» **REQUIREMENT**: Return every line below exactly, leaving nothing out.

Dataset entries

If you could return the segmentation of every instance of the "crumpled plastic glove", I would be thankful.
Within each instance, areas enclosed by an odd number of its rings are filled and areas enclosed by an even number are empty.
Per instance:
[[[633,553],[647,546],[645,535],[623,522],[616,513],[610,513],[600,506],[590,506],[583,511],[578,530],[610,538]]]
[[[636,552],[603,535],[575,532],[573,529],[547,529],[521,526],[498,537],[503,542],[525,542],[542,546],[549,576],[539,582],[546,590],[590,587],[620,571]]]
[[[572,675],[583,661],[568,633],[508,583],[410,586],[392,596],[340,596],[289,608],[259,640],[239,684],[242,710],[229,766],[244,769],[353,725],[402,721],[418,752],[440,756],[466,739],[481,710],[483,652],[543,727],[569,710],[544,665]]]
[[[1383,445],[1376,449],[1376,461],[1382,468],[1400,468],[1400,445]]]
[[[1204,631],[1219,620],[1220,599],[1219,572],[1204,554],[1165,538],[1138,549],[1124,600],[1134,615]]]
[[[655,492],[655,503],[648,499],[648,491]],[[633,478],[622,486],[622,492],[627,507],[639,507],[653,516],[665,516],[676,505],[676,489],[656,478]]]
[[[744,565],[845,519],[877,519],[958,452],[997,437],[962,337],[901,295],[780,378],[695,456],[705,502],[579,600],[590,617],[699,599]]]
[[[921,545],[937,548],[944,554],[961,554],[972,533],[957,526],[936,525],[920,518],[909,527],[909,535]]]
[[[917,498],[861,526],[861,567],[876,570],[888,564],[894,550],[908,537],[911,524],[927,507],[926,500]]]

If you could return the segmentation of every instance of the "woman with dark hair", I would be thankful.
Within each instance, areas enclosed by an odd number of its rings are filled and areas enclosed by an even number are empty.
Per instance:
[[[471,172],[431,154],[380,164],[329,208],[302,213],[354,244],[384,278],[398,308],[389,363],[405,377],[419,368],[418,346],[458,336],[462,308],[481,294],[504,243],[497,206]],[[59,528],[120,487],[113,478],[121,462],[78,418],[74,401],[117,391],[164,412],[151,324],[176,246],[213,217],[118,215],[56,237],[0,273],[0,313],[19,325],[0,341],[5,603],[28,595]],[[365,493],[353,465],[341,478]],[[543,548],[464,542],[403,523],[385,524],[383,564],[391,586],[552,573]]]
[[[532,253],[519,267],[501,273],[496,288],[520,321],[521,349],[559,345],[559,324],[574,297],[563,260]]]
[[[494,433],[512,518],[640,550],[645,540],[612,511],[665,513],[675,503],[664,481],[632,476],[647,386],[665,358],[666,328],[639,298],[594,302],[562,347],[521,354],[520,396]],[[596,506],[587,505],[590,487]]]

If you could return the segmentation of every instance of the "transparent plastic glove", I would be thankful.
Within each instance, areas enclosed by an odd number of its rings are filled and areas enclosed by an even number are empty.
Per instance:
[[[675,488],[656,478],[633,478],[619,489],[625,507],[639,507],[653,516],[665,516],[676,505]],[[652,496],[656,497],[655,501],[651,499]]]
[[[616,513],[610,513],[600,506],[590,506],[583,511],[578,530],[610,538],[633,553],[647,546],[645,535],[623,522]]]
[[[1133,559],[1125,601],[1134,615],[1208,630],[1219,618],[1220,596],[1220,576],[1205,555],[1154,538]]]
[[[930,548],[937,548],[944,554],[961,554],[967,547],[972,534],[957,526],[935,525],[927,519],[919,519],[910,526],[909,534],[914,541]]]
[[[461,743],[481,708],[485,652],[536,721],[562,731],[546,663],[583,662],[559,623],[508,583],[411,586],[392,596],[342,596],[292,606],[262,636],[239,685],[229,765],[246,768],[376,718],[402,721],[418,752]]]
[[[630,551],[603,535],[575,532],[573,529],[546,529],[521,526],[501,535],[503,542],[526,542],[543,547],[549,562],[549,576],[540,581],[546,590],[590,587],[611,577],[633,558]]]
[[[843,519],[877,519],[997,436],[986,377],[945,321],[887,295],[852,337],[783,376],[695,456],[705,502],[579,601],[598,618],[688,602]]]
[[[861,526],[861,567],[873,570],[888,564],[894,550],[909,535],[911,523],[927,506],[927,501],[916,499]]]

» **OUTPUT OF THE TASK**:
If you could return the segmentation of every instance of the "crumpled plastic glove", I would be thankful.
Within each instance, areas enclosed by an odd number of its rings are filled and areas enclosed by an even number are empty.
Per instance:
[[[633,553],[647,546],[645,535],[623,522],[616,513],[610,513],[600,506],[590,506],[583,511],[578,530],[610,538]]]
[[[636,552],[603,535],[575,532],[573,529],[547,529],[521,526],[498,537],[503,542],[525,542],[542,546],[549,576],[539,582],[546,590],[590,587],[620,571]]]
[[[572,675],[583,661],[568,633],[508,583],[410,586],[392,596],[340,596],[289,608],[259,640],[239,684],[242,710],[229,766],[244,769],[353,725],[402,721],[418,752],[440,756],[466,739],[481,710],[483,652],[543,727],[569,710],[544,665]]]
[[[1383,445],[1376,449],[1376,461],[1382,468],[1400,468],[1400,445]]]
[[[1204,631],[1219,620],[1220,599],[1219,572],[1204,554],[1165,538],[1138,549],[1124,600],[1134,615]]]
[[[655,492],[655,503],[648,499],[648,491]],[[633,478],[622,486],[622,492],[627,507],[639,507],[653,516],[665,516],[676,505],[676,489],[656,478]]]
[[[744,565],[845,519],[877,519],[958,452],[997,437],[962,337],[901,295],[780,378],[695,456],[705,502],[579,600],[590,617],[699,599]]]
[[[921,545],[937,548],[944,554],[961,554],[972,533],[957,526],[936,525],[920,518],[909,527],[909,535]]]
[[[917,498],[861,526],[861,567],[876,570],[888,564],[894,550],[908,537],[911,524],[927,507],[926,500]]]

If you could return the segmentation of every instance of the "woman with dark hair", I would be thankful.
Within each instance, areas enclosed by an odd number of its rings are filled and areas enclosed by an even number are empty.
Per instance:
[[[471,172],[431,154],[380,164],[329,208],[302,213],[354,244],[384,278],[398,308],[389,363],[405,377],[419,368],[418,346],[458,336],[462,308],[481,294],[504,243],[497,206]],[[59,528],[120,487],[113,478],[121,462],[78,418],[74,401],[117,391],[164,412],[151,324],[176,246],[213,217],[118,215],[56,237],[0,273],[0,313],[19,325],[0,341],[5,603],[28,595]],[[365,493],[353,465],[341,478]],[[543,548],[464,542],[403,523],[385,524],[383,564],[391,586],[552,573]]]
[[[532,253],[519,267],[501,273],[496,288],[520,321],[521,349],[559,345],[559,324],[574,297],[563,260]]]
[[[494,433],[512,518],[640,550],[645,540],[612,511],[665,513],[675,503],[664,481],[632,476],[647,386],[665,358],[666,328],[639,298],[594,302],[562,347],[521,354],[520,396]],[[596,506],[587,505],[590,487]]]

If you could return the segmentation of every instance of the "transparent plastic glove", I would be thankful.
Within each instance, areas enclosed by an odd number of its rings are filled and areas enclosed by an even number are empty.
Per instance:
[[[675,488],[656,478],[633,478],[619,489],[625,507],[639,507],[653,516],[665,516],[676,505]],[[652,496],[656,497],[655,501],[651,499]]]
[[[616,513],[610,513],[600,506],[590,506],[583,511],[578,530],[610,538],[633,553],[647,546],[645,535],[623,522]]]
[[[1133,559],[1125,601],[1134,615],[1208,630],[1219,618],[1220,596],[1220,576],[1205,555],[1154,538]]]
[[[930,548],[937,548],[944,554],[961,554],[967,547],[972,534],[957,526],[935,525],[927,519],[919,519],[910,526],[909,534],[914,541]]]
[[[461,743],[481,708],[485,652],[536,721],[562,731],[546,663],[583,662],[559,623],[508,583],[411,586],[392,596],[342,596],[292,606],[262,636],[239,685],[229,765],[246,768],[376,718],[402,721],[418,752]]]
[[[630,551],[603,535],[575,532],[573,529],[546,529],[521,526],[501,535],[503,542],[526,542],[543,547],[549,562],[549,576],[540,581],[546,590],[590,587],[611,577],[633,558]]]
[[[843,519],[877,519],[997,436],[986,377],[945,321],[887,295],[852,337],[783,376],[695,456],[705,502],[579,601],[598,618],[688,602]]]
[[[861,526],[861,567],[873,570],[888,564],[894,550],[909,535],[911,523],[927,506],[927,501],[916,499]]]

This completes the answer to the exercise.